SHORT TASK: Your task is to write out the lines from the line containing "Locate the pink-tinged" through the last line of the material, exactly.

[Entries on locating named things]
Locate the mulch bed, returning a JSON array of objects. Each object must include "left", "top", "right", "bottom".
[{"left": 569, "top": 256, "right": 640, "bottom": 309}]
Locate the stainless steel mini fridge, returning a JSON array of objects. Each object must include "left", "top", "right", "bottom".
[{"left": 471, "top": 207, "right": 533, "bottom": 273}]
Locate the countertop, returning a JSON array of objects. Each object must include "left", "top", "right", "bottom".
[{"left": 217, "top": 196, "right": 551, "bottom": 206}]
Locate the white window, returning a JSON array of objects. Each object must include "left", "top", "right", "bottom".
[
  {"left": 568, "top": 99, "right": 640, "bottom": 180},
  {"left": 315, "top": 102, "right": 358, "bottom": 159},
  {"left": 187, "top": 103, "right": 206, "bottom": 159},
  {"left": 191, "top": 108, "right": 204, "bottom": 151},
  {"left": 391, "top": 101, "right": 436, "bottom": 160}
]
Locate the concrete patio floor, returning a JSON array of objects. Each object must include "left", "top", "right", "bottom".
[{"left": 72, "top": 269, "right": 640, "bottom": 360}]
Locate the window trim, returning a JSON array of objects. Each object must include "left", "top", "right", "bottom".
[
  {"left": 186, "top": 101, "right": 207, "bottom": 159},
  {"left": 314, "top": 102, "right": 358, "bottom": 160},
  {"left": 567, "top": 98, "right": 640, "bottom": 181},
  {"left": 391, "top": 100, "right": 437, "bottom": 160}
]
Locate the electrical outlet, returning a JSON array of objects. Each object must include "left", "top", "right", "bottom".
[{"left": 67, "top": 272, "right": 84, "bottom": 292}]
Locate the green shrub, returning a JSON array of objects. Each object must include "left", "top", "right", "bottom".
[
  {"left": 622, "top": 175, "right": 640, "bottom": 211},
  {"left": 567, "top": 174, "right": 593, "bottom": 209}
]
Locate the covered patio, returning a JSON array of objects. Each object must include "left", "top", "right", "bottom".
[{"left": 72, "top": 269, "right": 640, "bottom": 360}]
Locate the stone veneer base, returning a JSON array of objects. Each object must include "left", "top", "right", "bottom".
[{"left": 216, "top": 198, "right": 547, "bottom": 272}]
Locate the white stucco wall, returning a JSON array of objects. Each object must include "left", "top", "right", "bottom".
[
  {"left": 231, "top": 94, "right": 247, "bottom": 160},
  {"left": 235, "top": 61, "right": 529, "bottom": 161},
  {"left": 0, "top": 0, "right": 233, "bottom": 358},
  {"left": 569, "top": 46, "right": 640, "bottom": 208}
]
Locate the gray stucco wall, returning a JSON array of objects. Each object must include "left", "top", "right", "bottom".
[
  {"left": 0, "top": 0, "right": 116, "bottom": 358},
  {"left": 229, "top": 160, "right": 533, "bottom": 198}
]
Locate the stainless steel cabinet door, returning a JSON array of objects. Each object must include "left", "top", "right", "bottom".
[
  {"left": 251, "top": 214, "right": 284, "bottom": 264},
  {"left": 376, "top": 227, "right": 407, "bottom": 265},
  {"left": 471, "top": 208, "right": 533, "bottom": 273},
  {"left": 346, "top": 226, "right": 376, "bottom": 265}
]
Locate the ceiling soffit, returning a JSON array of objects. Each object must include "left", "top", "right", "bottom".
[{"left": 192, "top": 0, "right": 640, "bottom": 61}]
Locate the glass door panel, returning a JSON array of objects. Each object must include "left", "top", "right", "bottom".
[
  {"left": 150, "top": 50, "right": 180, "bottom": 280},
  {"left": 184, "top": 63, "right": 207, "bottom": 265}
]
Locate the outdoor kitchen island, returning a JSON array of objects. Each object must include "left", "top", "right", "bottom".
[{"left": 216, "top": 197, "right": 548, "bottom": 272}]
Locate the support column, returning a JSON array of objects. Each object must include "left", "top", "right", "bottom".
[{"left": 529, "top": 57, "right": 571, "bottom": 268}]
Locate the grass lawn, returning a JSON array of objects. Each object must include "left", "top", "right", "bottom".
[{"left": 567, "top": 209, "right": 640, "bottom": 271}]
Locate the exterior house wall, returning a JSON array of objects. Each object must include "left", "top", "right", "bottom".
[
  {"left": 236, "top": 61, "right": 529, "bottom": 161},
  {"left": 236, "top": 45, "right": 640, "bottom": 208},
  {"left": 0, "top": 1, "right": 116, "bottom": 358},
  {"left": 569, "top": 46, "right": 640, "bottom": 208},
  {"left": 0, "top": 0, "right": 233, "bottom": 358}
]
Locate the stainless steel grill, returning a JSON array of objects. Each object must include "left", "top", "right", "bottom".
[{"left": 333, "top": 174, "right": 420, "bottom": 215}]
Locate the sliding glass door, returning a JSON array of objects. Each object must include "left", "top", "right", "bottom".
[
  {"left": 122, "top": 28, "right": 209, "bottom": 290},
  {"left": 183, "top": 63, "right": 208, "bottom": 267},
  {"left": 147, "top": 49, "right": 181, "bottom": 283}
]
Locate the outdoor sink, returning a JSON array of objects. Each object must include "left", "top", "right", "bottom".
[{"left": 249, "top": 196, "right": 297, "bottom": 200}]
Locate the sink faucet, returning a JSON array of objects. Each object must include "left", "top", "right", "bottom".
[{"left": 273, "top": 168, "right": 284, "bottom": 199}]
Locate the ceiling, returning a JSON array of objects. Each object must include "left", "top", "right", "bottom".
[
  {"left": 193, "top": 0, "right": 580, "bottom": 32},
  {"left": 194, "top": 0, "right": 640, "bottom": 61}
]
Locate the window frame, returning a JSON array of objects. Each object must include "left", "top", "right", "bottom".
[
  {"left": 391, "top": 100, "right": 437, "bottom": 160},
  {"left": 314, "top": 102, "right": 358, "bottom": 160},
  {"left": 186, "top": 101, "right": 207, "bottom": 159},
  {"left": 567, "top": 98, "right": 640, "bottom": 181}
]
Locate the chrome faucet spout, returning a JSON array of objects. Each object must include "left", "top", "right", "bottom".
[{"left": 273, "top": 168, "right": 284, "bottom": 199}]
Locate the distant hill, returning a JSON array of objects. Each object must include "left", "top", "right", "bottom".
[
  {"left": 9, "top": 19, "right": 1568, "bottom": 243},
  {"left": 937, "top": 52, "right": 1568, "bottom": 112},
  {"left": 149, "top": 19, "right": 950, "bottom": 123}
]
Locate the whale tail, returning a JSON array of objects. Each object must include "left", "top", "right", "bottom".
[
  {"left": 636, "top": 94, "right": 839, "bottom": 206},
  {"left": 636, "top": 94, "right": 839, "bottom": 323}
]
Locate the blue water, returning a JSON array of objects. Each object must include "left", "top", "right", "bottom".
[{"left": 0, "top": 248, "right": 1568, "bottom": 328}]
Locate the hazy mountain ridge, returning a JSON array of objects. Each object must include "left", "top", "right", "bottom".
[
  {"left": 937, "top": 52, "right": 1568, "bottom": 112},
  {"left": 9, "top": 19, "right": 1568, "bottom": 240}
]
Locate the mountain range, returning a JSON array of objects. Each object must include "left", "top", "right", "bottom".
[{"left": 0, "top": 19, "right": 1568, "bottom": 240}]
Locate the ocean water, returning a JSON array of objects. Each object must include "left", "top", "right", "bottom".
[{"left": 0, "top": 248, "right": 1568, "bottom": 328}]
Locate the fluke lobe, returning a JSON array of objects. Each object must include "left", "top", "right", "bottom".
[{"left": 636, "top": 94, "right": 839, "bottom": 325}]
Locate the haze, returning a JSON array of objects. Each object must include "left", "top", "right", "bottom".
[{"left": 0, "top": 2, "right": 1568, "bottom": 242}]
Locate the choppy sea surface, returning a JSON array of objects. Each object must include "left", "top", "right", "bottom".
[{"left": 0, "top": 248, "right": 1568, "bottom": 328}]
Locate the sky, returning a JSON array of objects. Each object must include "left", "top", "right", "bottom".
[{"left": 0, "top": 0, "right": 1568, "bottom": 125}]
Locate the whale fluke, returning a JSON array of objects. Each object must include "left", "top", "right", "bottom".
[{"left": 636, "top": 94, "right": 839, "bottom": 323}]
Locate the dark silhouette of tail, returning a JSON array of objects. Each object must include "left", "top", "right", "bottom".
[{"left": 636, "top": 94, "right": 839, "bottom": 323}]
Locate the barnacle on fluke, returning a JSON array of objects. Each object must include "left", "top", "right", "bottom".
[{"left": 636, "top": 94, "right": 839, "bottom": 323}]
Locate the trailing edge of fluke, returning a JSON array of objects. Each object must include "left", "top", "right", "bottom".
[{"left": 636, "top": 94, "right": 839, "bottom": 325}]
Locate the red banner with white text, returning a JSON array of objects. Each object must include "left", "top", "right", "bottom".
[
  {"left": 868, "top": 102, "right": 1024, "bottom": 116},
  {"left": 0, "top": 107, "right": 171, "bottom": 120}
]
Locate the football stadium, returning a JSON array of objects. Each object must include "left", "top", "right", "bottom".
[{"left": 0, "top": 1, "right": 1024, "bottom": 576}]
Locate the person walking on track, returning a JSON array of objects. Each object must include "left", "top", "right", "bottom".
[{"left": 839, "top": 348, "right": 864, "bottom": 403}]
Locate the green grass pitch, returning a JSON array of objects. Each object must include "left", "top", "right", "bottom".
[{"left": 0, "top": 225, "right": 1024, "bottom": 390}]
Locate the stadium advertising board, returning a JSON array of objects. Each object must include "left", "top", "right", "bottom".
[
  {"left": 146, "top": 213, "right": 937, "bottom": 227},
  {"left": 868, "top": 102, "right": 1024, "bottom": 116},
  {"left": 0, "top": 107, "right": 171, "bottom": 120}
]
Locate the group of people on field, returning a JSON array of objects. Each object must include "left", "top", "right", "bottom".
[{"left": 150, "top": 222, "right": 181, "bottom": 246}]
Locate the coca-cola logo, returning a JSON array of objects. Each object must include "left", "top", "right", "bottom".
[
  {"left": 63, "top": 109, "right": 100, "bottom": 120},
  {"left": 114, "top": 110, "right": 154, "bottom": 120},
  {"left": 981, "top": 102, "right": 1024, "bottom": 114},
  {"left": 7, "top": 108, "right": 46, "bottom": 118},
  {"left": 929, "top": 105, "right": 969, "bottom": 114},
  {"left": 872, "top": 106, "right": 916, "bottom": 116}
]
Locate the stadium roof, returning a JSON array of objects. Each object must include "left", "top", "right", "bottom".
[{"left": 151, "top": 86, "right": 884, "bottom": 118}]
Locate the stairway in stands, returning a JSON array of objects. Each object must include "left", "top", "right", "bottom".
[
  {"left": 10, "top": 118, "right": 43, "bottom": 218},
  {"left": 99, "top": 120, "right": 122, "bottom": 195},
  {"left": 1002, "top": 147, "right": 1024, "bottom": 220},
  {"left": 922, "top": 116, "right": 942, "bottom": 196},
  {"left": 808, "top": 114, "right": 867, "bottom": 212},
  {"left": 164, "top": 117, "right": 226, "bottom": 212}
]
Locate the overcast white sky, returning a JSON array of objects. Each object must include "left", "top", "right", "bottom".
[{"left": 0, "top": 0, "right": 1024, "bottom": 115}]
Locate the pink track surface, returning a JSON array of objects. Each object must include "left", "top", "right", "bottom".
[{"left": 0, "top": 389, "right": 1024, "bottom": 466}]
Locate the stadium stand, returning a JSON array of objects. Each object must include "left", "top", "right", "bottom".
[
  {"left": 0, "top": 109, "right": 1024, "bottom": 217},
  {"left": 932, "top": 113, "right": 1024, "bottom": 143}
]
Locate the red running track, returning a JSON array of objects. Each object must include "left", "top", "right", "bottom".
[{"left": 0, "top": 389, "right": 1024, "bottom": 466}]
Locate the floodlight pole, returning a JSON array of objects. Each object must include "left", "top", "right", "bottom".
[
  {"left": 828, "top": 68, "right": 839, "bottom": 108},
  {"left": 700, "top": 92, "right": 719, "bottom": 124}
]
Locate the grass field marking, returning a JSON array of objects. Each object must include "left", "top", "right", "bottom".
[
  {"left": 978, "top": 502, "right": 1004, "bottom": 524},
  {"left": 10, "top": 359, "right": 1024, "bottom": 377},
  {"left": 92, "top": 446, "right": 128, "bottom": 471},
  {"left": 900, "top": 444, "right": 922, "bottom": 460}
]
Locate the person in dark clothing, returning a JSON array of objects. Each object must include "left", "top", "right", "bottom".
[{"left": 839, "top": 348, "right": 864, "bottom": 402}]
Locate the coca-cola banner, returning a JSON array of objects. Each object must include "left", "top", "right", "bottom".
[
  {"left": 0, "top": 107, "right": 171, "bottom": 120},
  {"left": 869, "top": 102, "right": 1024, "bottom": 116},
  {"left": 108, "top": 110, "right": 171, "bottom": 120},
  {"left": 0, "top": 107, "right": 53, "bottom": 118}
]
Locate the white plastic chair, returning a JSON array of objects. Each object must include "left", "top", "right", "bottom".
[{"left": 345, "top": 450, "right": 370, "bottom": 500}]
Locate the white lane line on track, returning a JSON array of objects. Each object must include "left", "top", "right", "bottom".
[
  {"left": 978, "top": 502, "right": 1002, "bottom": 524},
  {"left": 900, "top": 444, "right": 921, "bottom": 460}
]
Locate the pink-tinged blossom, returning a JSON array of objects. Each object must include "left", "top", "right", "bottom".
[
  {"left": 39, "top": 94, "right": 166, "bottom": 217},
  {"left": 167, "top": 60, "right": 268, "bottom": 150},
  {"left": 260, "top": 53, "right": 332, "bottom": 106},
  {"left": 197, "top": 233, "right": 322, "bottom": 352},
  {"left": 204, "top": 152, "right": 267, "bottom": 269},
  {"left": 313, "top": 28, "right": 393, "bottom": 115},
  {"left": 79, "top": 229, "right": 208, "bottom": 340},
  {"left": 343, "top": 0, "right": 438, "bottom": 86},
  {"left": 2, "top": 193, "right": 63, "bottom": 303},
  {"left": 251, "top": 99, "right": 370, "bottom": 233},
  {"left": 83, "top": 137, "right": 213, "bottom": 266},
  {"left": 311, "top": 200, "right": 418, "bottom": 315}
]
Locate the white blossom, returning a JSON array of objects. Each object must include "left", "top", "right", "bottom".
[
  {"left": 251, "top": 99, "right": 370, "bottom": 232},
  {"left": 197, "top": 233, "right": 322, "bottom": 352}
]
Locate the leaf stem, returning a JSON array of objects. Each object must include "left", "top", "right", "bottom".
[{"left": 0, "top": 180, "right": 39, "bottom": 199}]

OUTPUT BELOW:
Locate the pink-tinged blossom, returning a JSON array of objects. Each object must include "left", "top", "right", "bottom".
[
  {"left": 39, "top": 94, "right": 166, "bottom": 217},
  {"left": 167, "top": 60, "right": 268, "bottom": 150},
  {"left": 260, "top": 53, "right": 332, "bottom": 106},
  {"left": 197, "top": 233, "right": 322, "bottom": 352},
  {"left": 204, "top": 152, "right": 267, "bottom": 269},
  {"left": 313, "top": 28, "right": 393, "bottom": 115},
  {"left": 79, "top": 229, "right": 208, "bottom": 340},
  {"left": 343, "top": 0, "right": 438, "bottom": 86},
  {"left": 2, "top": 193, "right": 63, "bottom": 303},
  {"left": 251, "top": 99, "right": 370, "bottom": 233},
  {"left": 83, "top": 137, "right": 213, "bottom": 266},
  {"left": 311, "top": 200, "right": 418, "bottom": 315}
]
Locate the white blossom, returning a JSON array of objects. Each object must include "left", "top", "right", "bottom".
[
  {"left": 251, "top": 99, "right": 370, "bottom": 232},
  {"left": 197, "top": 233, "right": 322, "bottom": 352}
]
Locate the leaf stem, returning a JSON array of objects. Each object must include "left", "top", "right", "bottom".
[{"left": 0, "top": 180, "right": 39, "bottom": 199}]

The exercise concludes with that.